Quote word for word the passage from the text on AI's environmental impacts, starting at "AI providers aren’t" and ending at "its main competitor.".

TEXT |
⁂

Can we really assess the environmental impacts of AI?

As highlighted in our previous article, there is every reason to believe that the environmental impact of generative AI is set to increase significantly: sevenfold by 2030, according to the latest study by the GreenIT Association. The need for frugal AI therefore seems obvious.

But how can we assess these impacts on a daily basis, given the opacity of the main AI providers?

Even three years after the launch of ChatGPT, the data available on the real environmental impacts of AI remains so vague, and the lack of a universally imposed standard is so glaring, that we can only talk about assessment, or evaluation, as opposed to real measurement.

Does this mean we’re stuck? Not necessarily!

AI providers aren’t telling us everything

Free of any regulatory obligations, the main providers of generative AI models only disclose what they choose to about the impacts of their products. 

The worst offender in this area is OpenAI, creator of ChatGPT, by far the most widely used generative AI service in the world today (800 million users per week)… and the most opaque.

Sam Altman, CEO of OpenAI, stated in a blog post on a completely different subject in June 2025 that the cost of a prompt on ChatGPT is 0.34Wh of energy and 0.00032176 litres of water. Shortly afterwards, Google stated – surprise, surprise! – that a typical Gemini prompt consumed less energy (0.24Wh) and water (0.00026L) than its main competitor.

Unlike OpenAI, whose figures were taken out of context, Google relied on seemingly scientific research, formalised in a very serious white paper. But in both cases, the lack of key data was glaring:

  • What about the number of tokens per prompt? Without this, we don’t know what is being measured
  • What about the total number of prompts per week? Without this information, we have no idea of the total impact (but if we consider the 2.5 billion prompts received by ChatGPT every day, this impact is clearly significant…)

⁂

DATA FOR ANALYSIS |

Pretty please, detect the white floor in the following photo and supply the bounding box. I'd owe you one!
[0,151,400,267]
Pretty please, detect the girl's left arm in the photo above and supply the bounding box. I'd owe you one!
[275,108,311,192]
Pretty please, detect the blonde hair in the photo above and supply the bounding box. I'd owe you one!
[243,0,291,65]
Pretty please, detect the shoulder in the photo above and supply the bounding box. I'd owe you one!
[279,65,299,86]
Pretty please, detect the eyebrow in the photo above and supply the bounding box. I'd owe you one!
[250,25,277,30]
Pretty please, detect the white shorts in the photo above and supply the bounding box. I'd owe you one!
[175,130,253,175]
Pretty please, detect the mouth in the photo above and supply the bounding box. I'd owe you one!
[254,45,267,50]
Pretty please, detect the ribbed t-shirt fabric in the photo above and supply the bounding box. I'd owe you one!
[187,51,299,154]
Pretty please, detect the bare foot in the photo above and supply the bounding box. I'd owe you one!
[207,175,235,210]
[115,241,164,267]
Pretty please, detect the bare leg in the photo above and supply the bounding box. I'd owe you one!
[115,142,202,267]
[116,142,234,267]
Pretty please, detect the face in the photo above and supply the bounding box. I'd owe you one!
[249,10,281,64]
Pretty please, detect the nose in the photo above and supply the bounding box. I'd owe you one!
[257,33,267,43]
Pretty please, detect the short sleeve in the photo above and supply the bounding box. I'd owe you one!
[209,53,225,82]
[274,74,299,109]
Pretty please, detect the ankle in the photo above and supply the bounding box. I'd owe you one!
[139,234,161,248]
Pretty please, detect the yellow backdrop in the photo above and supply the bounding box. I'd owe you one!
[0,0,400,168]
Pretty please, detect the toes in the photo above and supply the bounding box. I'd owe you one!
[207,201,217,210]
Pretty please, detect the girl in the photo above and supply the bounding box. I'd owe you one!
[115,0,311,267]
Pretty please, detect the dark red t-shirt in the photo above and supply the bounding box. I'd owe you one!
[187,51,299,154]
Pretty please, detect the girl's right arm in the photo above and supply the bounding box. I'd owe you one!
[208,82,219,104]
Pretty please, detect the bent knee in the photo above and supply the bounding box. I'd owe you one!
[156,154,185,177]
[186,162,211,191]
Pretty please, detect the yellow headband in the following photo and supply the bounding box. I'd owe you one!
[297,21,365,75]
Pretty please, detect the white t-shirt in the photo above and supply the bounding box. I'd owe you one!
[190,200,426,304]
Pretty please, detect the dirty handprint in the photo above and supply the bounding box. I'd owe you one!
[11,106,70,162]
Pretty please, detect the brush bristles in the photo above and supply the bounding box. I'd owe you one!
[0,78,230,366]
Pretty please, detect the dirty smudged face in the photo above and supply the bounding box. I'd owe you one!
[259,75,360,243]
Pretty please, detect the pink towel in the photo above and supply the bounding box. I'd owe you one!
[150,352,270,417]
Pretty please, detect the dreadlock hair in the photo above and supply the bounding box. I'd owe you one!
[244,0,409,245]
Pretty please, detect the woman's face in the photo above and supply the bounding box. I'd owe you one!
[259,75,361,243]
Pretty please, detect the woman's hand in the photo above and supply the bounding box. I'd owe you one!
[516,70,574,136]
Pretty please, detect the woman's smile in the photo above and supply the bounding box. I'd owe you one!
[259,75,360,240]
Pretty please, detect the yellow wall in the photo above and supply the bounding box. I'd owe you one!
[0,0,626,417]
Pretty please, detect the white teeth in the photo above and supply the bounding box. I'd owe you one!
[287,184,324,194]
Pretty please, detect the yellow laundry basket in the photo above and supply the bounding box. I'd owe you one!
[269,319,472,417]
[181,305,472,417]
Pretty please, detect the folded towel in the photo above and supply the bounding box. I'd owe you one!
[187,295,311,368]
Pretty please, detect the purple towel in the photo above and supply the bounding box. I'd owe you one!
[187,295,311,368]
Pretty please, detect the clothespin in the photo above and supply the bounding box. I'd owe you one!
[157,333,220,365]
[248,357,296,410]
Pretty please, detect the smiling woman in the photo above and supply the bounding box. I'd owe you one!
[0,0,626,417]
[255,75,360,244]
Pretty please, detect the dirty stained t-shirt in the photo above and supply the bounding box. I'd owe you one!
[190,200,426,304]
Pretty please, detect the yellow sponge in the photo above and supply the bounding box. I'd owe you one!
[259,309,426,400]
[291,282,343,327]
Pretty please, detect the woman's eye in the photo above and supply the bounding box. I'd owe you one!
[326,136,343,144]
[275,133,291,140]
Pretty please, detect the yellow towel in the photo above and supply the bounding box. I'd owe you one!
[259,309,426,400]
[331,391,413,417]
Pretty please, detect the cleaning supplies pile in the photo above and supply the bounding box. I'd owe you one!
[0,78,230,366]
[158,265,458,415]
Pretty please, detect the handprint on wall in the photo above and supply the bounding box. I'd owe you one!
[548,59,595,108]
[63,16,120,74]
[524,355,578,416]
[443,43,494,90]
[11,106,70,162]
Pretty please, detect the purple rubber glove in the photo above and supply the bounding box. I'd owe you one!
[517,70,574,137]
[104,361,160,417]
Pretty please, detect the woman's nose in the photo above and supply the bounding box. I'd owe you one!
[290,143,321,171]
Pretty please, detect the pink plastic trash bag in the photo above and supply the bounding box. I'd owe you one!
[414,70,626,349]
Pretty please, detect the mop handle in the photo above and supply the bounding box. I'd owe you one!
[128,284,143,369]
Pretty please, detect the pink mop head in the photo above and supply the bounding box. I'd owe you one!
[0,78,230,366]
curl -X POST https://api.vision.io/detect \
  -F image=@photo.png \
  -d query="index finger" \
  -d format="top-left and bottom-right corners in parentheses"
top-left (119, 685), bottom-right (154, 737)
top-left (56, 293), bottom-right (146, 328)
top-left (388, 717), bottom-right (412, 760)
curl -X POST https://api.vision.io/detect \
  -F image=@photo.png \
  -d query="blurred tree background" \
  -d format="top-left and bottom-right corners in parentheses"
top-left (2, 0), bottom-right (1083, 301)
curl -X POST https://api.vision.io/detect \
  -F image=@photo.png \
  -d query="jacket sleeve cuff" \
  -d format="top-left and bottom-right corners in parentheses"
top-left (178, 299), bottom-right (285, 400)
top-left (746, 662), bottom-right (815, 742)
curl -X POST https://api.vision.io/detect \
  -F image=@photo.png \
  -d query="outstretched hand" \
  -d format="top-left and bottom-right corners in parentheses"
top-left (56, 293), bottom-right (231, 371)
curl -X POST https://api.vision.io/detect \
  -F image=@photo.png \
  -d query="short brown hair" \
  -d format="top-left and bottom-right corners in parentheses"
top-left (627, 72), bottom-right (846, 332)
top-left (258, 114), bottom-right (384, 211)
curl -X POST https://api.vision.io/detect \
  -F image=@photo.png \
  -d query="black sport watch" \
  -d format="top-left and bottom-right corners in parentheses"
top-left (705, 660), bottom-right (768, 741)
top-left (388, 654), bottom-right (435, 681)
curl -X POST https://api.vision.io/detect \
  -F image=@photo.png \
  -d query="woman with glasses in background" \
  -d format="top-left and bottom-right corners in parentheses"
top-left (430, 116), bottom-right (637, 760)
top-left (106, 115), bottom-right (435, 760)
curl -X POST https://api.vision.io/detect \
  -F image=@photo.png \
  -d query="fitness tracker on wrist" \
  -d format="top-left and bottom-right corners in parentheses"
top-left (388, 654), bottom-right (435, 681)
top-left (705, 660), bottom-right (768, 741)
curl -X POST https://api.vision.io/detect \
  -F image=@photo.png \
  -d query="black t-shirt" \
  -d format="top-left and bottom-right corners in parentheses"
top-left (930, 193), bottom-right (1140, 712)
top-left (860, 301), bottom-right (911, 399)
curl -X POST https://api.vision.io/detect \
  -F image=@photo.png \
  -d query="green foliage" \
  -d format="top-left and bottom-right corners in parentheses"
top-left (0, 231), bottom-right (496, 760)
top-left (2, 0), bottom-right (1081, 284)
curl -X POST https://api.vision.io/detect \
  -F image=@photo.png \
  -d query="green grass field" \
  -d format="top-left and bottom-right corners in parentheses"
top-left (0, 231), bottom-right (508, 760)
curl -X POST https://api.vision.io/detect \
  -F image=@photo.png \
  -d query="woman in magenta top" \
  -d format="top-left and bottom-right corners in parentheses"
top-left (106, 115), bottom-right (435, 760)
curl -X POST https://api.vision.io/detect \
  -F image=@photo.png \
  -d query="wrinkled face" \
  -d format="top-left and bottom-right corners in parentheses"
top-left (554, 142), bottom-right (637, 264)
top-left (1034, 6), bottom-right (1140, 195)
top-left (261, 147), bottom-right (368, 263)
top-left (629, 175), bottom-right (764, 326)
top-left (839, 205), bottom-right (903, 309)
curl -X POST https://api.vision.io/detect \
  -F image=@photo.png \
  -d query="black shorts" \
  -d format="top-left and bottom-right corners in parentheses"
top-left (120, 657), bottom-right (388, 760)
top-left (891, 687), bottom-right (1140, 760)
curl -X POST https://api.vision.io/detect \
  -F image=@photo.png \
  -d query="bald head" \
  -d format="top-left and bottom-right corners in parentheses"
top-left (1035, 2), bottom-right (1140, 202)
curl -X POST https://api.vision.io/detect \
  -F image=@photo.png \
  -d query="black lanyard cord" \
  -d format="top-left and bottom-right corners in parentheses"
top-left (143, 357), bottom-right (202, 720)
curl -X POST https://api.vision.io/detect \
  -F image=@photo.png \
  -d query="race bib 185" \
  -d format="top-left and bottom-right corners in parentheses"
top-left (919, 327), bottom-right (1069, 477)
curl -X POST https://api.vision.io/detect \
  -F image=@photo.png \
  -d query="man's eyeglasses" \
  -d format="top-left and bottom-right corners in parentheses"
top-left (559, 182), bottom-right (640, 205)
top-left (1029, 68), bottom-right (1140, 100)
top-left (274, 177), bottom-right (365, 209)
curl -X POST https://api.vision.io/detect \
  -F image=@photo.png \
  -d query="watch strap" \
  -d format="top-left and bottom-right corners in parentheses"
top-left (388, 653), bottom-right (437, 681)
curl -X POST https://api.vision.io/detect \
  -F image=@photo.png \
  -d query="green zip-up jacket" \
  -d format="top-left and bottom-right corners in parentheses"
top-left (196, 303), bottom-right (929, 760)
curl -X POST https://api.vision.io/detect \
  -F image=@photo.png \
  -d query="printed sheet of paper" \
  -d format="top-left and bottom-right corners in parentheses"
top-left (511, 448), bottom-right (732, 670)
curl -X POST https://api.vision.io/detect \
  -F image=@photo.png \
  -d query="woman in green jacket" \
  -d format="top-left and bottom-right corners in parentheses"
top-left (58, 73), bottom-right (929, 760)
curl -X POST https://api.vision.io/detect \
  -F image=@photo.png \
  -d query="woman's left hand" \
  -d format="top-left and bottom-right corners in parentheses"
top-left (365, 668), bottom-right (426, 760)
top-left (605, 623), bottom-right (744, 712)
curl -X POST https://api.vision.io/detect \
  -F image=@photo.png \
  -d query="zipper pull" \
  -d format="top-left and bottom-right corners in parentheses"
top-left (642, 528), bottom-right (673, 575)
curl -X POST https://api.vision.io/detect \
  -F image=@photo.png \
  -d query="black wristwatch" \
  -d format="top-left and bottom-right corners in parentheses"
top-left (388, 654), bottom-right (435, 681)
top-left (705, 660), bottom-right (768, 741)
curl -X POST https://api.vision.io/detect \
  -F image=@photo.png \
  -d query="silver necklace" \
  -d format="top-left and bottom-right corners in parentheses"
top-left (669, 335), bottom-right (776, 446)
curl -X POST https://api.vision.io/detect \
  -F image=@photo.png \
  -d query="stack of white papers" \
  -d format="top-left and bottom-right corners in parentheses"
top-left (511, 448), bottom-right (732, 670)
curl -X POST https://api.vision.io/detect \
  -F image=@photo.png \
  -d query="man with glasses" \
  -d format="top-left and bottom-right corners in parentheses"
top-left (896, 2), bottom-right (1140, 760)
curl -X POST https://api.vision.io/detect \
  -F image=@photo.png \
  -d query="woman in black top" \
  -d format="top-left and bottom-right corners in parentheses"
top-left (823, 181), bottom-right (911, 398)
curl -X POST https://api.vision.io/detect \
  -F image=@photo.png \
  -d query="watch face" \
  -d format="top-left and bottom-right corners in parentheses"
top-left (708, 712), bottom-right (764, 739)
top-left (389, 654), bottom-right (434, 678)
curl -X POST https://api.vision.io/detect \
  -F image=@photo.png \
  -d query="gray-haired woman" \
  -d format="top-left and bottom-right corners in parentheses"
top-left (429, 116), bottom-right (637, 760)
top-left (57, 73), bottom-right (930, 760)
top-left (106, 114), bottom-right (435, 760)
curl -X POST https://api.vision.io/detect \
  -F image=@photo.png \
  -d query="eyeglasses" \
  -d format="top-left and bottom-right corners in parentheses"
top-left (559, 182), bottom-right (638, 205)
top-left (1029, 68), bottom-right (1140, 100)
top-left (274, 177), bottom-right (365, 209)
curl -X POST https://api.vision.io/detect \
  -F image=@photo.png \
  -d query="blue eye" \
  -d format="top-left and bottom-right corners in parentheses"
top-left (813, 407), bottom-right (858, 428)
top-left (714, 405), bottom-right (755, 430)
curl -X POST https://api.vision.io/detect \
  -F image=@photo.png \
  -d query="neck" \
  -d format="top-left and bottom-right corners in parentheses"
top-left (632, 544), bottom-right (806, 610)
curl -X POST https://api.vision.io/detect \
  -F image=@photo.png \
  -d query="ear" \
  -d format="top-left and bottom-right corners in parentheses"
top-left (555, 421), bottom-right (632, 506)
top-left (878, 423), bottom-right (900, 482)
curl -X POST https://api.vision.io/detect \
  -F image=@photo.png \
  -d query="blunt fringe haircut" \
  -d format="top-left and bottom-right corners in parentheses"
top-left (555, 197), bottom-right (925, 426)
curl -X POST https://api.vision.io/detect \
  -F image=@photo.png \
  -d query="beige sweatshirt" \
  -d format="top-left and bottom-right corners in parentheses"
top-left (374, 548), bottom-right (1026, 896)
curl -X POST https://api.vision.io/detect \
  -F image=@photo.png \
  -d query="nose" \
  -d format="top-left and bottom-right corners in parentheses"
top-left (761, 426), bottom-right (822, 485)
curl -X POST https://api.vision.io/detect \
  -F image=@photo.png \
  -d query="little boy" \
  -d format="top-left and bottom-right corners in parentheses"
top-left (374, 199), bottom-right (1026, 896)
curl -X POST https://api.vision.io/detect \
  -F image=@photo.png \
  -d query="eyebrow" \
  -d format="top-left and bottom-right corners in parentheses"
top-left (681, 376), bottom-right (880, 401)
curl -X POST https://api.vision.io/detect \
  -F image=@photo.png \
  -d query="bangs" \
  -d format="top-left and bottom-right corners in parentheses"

⁂

WRITTEN SOLUTION |
AI providers aren’t telling us everything

Free of any regulatory obligations, the main providers of generative AI models only disclose what they choose to about the impacts of their products. 

The worst offender in this area is OpenAI, creator of ChatGPT, by far the most widely used generative AI service in the world today (800 million users per week)… and the most opaque.

Sam Altman, CEO of OpenAI, stated in a blog post on a completely different subject in June 2025 that the cost of a prompt on ChatGPT is 0.34Wh of energy and 0.00032176 litres of water. Shortly afterwards, Google stated – surprise, surprise! – that a typical Gemini prompt consumed less energy (0.24Wh) and water (0.00026L) than its main competitor.